Required work: The task calls for an exact copy of the records, without any images.

Dataset entries:

=-=-=

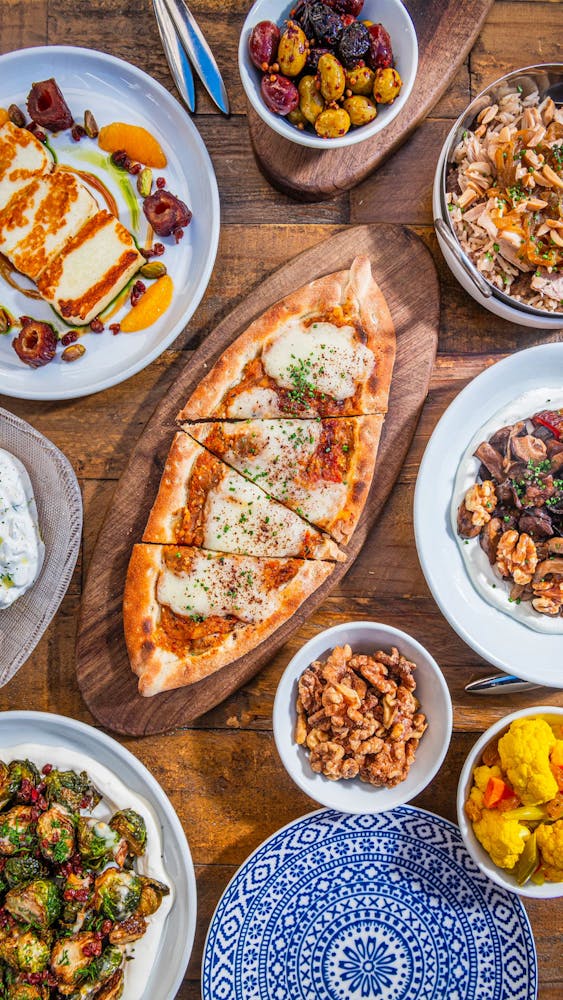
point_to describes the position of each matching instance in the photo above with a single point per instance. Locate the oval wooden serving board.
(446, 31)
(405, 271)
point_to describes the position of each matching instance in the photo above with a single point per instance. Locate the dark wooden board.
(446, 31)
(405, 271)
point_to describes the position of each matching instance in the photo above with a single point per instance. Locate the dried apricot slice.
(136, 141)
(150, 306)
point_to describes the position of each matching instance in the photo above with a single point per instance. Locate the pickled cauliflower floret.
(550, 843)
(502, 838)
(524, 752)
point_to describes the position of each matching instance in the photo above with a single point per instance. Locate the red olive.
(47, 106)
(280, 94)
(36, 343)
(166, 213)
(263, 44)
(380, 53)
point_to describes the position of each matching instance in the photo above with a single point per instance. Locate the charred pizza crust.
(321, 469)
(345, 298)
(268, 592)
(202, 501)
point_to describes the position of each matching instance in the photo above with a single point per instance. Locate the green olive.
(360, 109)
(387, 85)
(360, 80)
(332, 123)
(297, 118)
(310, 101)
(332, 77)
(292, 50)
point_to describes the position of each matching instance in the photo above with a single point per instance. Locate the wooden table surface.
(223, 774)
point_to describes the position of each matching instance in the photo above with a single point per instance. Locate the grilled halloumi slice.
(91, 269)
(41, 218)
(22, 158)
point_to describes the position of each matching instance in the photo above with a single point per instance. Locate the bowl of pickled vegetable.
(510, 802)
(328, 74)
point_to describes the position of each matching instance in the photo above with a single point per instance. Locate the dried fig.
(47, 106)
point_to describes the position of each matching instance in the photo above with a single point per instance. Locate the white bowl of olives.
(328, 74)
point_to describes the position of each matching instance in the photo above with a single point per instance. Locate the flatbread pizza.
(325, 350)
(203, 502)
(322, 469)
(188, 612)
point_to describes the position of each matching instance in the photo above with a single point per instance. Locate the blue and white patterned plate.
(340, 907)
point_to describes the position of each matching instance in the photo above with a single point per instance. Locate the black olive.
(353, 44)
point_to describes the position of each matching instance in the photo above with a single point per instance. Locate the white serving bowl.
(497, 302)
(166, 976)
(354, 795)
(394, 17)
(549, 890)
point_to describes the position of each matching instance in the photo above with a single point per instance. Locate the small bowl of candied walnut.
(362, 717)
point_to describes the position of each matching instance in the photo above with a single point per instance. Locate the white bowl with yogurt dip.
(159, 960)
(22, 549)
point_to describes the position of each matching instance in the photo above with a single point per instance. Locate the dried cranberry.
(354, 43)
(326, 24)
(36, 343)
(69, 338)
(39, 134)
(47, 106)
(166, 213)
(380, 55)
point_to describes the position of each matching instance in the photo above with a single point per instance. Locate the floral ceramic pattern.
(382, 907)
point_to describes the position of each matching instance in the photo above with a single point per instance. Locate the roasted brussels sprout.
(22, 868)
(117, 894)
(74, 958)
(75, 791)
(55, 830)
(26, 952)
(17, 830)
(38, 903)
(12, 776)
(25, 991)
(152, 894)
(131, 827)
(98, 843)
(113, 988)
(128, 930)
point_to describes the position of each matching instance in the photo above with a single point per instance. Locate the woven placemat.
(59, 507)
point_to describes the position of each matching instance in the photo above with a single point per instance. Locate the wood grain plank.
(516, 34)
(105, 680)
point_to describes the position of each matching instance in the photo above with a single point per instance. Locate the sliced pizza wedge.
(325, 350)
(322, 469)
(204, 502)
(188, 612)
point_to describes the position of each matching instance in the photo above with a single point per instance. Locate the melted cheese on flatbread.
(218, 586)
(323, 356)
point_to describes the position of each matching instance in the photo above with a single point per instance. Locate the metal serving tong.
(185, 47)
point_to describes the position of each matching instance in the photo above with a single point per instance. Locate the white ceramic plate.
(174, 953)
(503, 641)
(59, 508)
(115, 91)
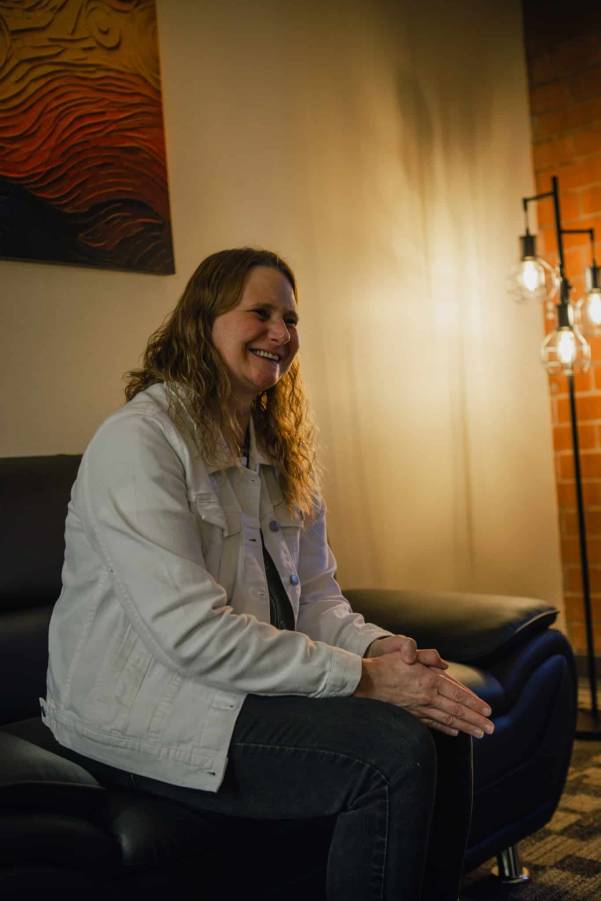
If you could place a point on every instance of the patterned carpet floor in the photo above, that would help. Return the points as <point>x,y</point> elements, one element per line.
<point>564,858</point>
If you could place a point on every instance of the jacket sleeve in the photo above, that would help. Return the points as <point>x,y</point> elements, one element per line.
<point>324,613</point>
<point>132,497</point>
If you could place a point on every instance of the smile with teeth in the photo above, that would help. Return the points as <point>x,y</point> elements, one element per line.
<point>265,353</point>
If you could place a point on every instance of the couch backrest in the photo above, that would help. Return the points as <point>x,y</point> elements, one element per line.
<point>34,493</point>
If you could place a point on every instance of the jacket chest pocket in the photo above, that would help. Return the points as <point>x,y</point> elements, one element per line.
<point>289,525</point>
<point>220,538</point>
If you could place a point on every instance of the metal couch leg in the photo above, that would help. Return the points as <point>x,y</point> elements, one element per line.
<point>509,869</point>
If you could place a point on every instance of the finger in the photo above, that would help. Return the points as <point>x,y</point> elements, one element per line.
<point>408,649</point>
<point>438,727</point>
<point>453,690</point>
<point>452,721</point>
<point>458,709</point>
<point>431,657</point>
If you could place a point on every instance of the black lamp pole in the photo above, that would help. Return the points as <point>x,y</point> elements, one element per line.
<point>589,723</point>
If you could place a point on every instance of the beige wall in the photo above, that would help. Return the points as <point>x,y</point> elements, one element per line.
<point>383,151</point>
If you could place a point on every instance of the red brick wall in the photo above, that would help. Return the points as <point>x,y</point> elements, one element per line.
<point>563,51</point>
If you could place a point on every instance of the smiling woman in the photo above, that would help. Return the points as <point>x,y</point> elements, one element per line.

=-=-=

Exercise answer:
point_to describes the position of each matching instance in the photo above with a single point per instance. Locate the oval wooden serving board.
(446, 31)
(405, 271)
point_to describes the position of each matching instance in the photo above with a single point per instance. Locate the dark wooden board.
(446, 31)
(405, 271)
point_to describes the position of each matching instance in the photo above with a single point per instance. Locate the dried apricot slice.
(136, 141)
(150, 306)
point_to describes the position of each matching instance in the photo above with a single point per instance. Locate the pickled cauliflower floret.
(550, 843)
(502, 838)
(524, 752)
point_to describes the position of each matching instance in the photo above with a single point per instance. Locate the red olive.
(47, 106)
(280, 94)
(36, 343)
(166, 213)
(263, 44)
(380, 53)
point_to describes the position of each matching instance in the photo above with a single point per instance. Locate the charred pizza crust.
(321, 469)
(345, 298)
(268, 592)
(202, 501)
point_to describes the position of each matching instance in the photo above with a single point per instance. Locate the green olive.
(360, 109)
(387, 85)
(360, 80)
(332, 123)
(297, 118)
(310, 101)
(332, 77)
(292, 50)
point_to describes the position of each matching instance in the photo above with a single point per instance. Locate the wooden table surface.
(223, 774)
point_to describes the position of each matching instance in the photo above with a single point per instance. Locate the grilled halloumi slice.
(91, 269)
(41, 218)
(22, 158)
point_to describes the position of each matching instance in the photo above with a single point per instance. Locate the bowl of pickled vegetable.
(510, 802)
(328, 74)
point_to describes the position of each matching instance in the photo above with a single point per instance. Locate the dried fig.
(47, 106)
point_to describes the position of each matching instance in the photo above with a single point per instance. Locate the white bowl of olives.
(328, 74)
point_to describes the position of each matching instance in the photo above with a single point per instance. Locate the flatbread pizza.
(325, 350)
(203, 502)
(322, 469)
(188, 612)
point_to describes the position of each matching instance in the photo above with a single point per instance. Locate the blue and white patterned plate.
(340, 907)
point_to describes the position of each matching instance in the photo above with a single point per instance. Locate the black olive.
(353, 44)
point_to describes the position of each matching instance in the photo above with a single point per instance. Locate the white serving bowl.
(497, 302)
(166, 976)
(354, 795)
(394, 17)
(549, 890)
point_to describes the position of each matching instance in the photo above with a single point per instance. Locate the small bowl of candied walnut.
(362, 717)
point_to describes the position of each matching instance in the photo above with a single point per instance. Locate the white bowl with yogurt dip.
(159, 960)
(22, 549)
point_to describes the position of each matching instance in the photo above with a single point per instance. Locate the dried cranberry.
(354, 43)
(326, 24)
(36, 343)
(69, 338)
(39, 134)
(47, 106)
(166, 213)
(380, 55)
point_to describes the position of each matching instance in the photo above with a single point per instance. Locate the floral ceramic pattern.
(382, 907)
point_to describes the position of each matching instance in the photo above with a single point per instance. Locate the roasted brussels sprout.
(22, 868)
(117, 894)
(74, 958)
(75, 791)
(55, 830)
(26, 952)
(17, 830)
(38, 903)
(12, 776)
(25, 991)
(152, 894)
(131, 827)
(98, 843)
(113, 988)
(128, 930)
point_to describes the position of each matching instance in the photo above with a single point per instance. Locate the woven placemat.
(59, 507)
point_to describes the position of each matching instance in the photo above with a single point per instance. Locate the wood grain plank.
(516, 34)
(105, 680)
point_to describes the position of each matching instance in the photo above with a single point per instance. Locate the sliced pizza wedge.
(325, 350)
(322, 469)
(204, 502)
(188, 612)
point_to describes the position of each matching instance in the photo above with a single point per instance. Locate the melted cheese on flatbread.
(218, 586)
(323, 356)
point_to describes the position of each matching instance in the photo above with a single point per instance. Locate the metal serving tong.
(185, 47)
point_to describes the position of each matching instance in the photo above with a single point per instance. Locate the white ceramic plate.
(174, 953)
(503, 641)
(59, 508)
(115, 91)
If you could place a point on every instance of the patterned carpet floor in the photo above, that would help. Return the points as <point>x,y</point> elements, one element per line.
<point>564,858</point>
If you could place a point on every instance of the jacket sleeve in the photo above, that would help. Return the points as <point>x,y</point> elements, one element per line.
<point>324,613</point>
<point>132,497</point>
If you could place a point on every instance of the smile with teeth in the photo above, that would help. Return the points as <point>x,y</point> elements, one element per line.
<point>265,353</point>
If you could place a point on every instance of the couch backrest in the photo above, that would help. Return the points as <point>x,y</point> elements, one element per line.
<point>34,493</point>
If you could place a point on every instance of the jacket chest pocket in the photo above, that would help. Return the points as <point>x,y</point> elements, one element per line.
<point>289,525</point>
<point>220,538</point>
If you could place a point on every instance of the metal couch leg in the photo above, that would help. Return the points as <point>x,y</point> elements, one element per line.
<point>509,869</point>
If you could place a point on every instance of the finger in the photo above, that would help. Return the points as <point>x,y</point> elements, one element per line.
<point>408,649</point>
<point>438,727</point>
<point>453,690</point>
<point>452,721</point>
<point>458,709</point>
<point>431,657</point>
If you could place a point on every instance of the black lamp pole in the photo above, that would help. Return the points as <point>x,y</point> elements, one element per line.
<point>589,723</point>
If you could place a point on every instance of the beige wall in the photo above, that would help. Return the points as <point>x,y</point> elements, one element per line.
<point>383,151</point>
If you could place a point on every instance of the red brick wall in the photo above, that would help. Return the points as <point>x,y</point> elements, one element per line.
<point>563,51</point>
If you could place a point on every instance of the smiling woman in the photo above, that would help. Return the points as <point>x,y</point> elements, one element per line.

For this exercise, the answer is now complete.